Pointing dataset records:
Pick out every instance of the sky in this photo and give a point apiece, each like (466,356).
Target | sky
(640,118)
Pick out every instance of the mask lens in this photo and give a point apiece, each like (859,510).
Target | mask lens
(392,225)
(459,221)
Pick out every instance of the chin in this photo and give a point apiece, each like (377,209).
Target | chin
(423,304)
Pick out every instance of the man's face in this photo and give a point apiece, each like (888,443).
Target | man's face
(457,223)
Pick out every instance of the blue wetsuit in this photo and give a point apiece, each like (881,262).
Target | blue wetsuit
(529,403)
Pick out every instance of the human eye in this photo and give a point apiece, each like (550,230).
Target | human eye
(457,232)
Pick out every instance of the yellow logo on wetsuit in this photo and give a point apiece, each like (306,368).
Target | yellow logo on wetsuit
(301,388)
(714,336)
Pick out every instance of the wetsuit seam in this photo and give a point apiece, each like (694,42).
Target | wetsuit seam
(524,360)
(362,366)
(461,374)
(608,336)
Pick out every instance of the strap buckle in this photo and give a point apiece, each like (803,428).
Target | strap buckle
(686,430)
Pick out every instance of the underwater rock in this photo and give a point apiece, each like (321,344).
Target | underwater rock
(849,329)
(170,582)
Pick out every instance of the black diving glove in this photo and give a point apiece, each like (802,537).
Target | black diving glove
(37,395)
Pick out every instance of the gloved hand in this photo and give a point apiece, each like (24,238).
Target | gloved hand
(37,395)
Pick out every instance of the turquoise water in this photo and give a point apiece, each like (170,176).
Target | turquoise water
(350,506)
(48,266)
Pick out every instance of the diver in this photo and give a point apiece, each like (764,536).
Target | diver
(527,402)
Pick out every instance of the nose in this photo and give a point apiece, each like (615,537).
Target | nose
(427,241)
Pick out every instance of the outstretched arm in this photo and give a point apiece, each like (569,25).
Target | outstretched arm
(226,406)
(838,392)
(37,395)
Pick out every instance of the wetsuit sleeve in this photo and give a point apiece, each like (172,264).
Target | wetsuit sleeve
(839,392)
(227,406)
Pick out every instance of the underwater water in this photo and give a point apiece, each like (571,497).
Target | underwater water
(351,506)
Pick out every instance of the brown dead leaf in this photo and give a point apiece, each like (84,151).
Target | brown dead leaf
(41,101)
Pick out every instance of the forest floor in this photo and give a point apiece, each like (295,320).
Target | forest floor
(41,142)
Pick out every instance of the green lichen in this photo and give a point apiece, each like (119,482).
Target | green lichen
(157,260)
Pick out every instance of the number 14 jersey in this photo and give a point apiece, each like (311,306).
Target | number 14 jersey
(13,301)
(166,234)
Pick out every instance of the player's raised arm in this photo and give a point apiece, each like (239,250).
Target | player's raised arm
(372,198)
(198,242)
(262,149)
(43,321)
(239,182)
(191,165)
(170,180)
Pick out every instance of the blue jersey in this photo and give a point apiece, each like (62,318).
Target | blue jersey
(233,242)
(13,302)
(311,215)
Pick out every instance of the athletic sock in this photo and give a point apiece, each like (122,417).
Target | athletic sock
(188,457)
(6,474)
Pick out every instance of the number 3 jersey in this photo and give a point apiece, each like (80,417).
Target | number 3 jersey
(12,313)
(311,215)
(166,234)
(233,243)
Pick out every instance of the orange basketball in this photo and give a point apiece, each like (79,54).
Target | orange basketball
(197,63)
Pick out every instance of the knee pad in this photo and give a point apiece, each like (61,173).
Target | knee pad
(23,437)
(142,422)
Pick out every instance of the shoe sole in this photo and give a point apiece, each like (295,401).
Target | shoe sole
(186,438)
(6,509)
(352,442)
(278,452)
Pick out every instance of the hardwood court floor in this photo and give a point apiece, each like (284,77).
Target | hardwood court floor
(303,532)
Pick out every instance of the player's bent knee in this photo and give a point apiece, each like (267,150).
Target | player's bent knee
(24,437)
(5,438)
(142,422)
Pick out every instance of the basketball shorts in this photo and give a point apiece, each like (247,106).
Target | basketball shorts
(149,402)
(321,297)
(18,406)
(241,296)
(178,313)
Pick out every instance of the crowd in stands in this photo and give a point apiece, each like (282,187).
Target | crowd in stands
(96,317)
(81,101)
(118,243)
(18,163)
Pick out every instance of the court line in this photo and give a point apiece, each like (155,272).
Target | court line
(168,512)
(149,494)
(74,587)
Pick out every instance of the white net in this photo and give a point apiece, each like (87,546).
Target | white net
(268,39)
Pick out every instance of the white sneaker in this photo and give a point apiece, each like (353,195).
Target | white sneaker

**PROBLEM STATEMENT:** Print back all the lines verbatim.

**EXPECTED ANSWER:**
Pick out every instance of the sky in this photo and give a point apiece, each like (466,356).
Target | sky
(640,118)
Pick out every instance of the mask lens in this photo and give a point apiece, each like (859,510).
Target | mask lens
(392,225)
(459,221)
Pick out every instance of the chin in this photo and give a point apiece, each like (377,209).
Target | chin
(423,304)
Pick out every instance of the man's face in this photo and give a point apiece, each like (888,443).
Target | man's face
(457,223)
Pick out every instance of the blue wetsuit in this photo and give a point apiece, each like (881,262).
Target | blue wetsuit
(529,403)
Pick out every instance of the human eye in this photo and give a point apiece, each like (550,230).
Target | human eye
(457,232)
Pick out every instance of the yellow logo on wetsuit in this photo and give a point apiece, each like (306,368).
Target | yellow logo on wetsuit
(301,388)
(714,336)
Pick out every instance of the wetsuit seam in this photo and give a point apiece, each like (694,42).
Target | wetsuit seam
(524,360)
(362,366)
(461,374)
(608,336)
Pick out every instance of the strap buckle in this photo and give a point apiece, each like (803,428).
Target | strap buckle
(686,430)
Pick out every instance of the underwater rock in this photo and give a point apiece, each like (321,344).
Target | underwater rock
(849,329)
(170,582)
Pick out every instance of the black diving glove in this photo and give a point apiece, each like (802,537).
Target | black diving glove
(37,395)
Pick out every instance of the gloved hand in this photo and give a point apiece, each like (24,238).
Target | gloved hand
(37,395)
Pick out every instance of the turquoise water in this photo and give a point apiece, each like (170,176).
Target | turquoise water
(350,506)
(48,266)
Pick out every instance of the diver in this photo and give a point apiece, each like (764,536).
Target | diver
(527,402)
Pick out every instance of the nose in this photo and give a point apiece, each like (615,537).
Target | nose
(427,241)
Pick out every instance of the outstretched arm in this photo and give a point apiece, each like (569,25).
Target | outstretched arm
(226,406)
(838,392)
(37,395)
Pick out every instance of the wetsuit sleeve in this photo and give a point apiece, each like (172,264).
Target | wetsuit sleeve
(839,392)
(227,406)
Pick out every instance of the underwater water in this photo and give a point apiece, each like (571,497).
Target | underwater water
(351,506)
Pick out every instance of the brown dead leaf in this photo and give a point apiece, each like (84,151).
Target | brown dead leaf
(41,101)
Pick out every instance of the forest floor in this photo and give a point apiece, each like (295,320).
Target | forest floor
(41,142)
Pick out every instance of the green lichen in this photo and give a point apiece, each like (119,482).
Target | green lichen
(157,260)
Pick out every instance of the number 14 jersey in this photo and give a point apiece, each like (311,306).
Target | number 14 jersey
(13,301)
(166,234)
Pick out every instance of the player's raised arm in this photo and give a point apiece, each like (239,250).
Target | player's raised arm
(372,198)
(198,242)
(262,149)
(43,321)
(239,182)
(191,165)
(170,180)
Pick out every instance of the blue jersey in this photo and give a point apiece, each like (62,318).
Target | blue jersey
(233,242)
(13,302)
(311,215)
Pick out every instance of the athletic sock in this photo and give a point apiece, each like (122,417).
Target | athletic sock
(188,457)
(6,474)
Pick out every instance of the number 3 jersey in this photo and give a point apiece, each like (80,417).
Target | number 3 jersey
(12,313)
(311,215)
(166,234)
(233,243)
Pick out every instance of the orange basketball in this photo and give a point apiece, each like (79,54).
Target | orange basketball
(197,63)
Pick out every instance of the knee pad in this photo and give a point apiece, each like (61,173).
Target | knee pad
(23,437)
(142,422)
Pick out every instance of the shoe sole in this photo and give a point apiece, each like (295,401).
Target | shoe sole
(186,438)
(6,509)
(352,442)
(278,452)
Pick out every instance of the hardwood court floor in this photo and give a point apiece, each like (284,77).
Target | hardwood court floor
(303,532)
Pick out every instance of the player's bent knee in this photo and give a point apiece, each like (267,150).
Target | player's bent knee
(24,437)
(5,438)
(142,422)
Pick out every instance of the basketball shorts in this photo and give a point apiece, each like (247,106).
Target | basketball shorts
(149,402)
(321,297)
(18,406)
(241,296)
(178,313)
Pick out every instance of the crowd in stands in this photo and give a point apiece, each like (282,187).
Target | crowd in stands
(96,317)
(81,101)
(118,243)
(18,163)
Pick out every instance of the court line in this photo and give a point apiece, each like (155,272).
Target | court line
(168,512)
(149,494)
(74,587)
Pick out every instance of the white net in this photo and give a point apiece, each like (87,546).
Target | white net
(268,39)
Pick out every instance of the white sneaker in this photo and give a point apiece, each like (353,195).
Target | white sneaker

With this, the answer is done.